REQUIRED ACTION →
Two lines in the listing below mark the span: one contains "positive clicks: (570, 237)" and one contains "negative clicks: (626, 101)". Reproduce both of them and everything between, exactly.

DATA FOR ANALYSIS →
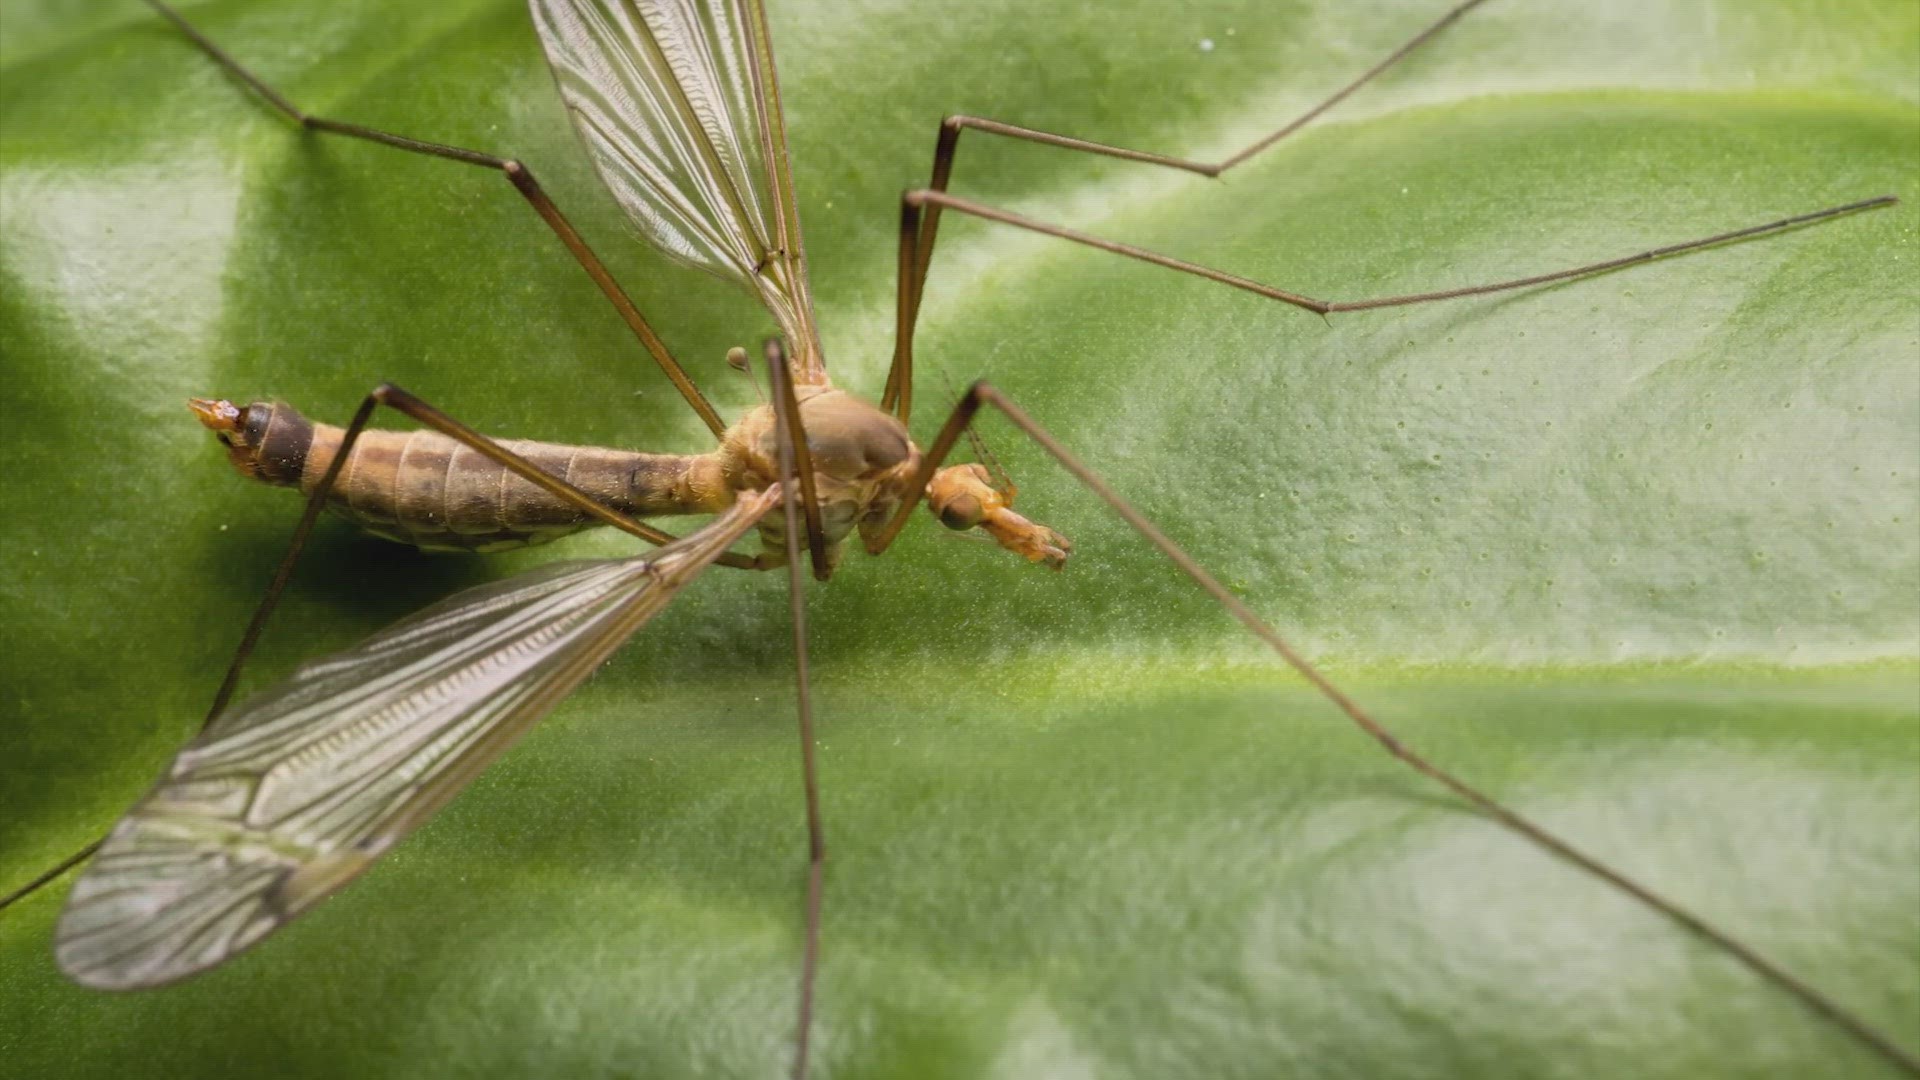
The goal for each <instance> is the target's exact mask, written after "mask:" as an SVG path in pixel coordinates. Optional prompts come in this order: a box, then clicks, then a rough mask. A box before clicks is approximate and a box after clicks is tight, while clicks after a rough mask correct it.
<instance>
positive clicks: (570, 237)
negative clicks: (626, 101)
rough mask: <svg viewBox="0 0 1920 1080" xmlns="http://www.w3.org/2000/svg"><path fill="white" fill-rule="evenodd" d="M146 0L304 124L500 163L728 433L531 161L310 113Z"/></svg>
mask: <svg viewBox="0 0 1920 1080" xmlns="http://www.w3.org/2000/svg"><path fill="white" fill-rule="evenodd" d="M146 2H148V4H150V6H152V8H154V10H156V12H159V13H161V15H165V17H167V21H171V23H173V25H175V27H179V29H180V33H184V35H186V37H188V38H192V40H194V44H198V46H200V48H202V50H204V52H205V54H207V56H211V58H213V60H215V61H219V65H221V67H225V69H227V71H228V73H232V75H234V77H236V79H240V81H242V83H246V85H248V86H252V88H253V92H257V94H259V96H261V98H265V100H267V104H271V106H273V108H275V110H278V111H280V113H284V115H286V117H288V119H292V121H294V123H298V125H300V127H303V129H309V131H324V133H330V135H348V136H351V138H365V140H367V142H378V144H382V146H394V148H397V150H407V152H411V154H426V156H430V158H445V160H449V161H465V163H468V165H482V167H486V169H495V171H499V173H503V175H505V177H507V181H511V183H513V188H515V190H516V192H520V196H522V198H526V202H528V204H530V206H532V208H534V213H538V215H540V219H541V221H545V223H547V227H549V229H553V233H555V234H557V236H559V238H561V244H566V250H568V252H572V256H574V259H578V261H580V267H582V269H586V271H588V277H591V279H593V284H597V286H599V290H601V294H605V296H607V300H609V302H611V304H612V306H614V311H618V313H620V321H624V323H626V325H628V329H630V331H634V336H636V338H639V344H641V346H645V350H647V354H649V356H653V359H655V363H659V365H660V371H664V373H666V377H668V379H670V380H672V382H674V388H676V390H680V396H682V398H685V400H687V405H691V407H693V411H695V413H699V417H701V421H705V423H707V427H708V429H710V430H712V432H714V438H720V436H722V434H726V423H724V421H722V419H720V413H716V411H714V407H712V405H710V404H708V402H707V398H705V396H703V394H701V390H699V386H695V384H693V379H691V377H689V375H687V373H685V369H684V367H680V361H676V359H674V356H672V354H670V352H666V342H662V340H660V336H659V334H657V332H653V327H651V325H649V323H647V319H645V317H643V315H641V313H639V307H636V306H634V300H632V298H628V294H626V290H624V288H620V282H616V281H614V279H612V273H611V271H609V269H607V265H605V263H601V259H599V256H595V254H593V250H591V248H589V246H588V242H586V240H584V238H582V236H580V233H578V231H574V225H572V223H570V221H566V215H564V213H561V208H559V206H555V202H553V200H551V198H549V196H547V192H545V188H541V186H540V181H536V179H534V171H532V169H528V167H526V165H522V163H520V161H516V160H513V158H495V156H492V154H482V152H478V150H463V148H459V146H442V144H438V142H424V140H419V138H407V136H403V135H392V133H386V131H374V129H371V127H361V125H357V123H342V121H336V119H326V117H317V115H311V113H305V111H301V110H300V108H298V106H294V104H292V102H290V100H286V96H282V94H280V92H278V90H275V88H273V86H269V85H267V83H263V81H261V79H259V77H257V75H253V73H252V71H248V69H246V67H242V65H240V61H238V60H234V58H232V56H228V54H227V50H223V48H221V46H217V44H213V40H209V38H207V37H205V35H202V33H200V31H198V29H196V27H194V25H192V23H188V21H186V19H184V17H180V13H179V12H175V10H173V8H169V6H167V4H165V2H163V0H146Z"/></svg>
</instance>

TASK ANSWER →
positive clicks: (570, 237)
negative clicks: (626, 101)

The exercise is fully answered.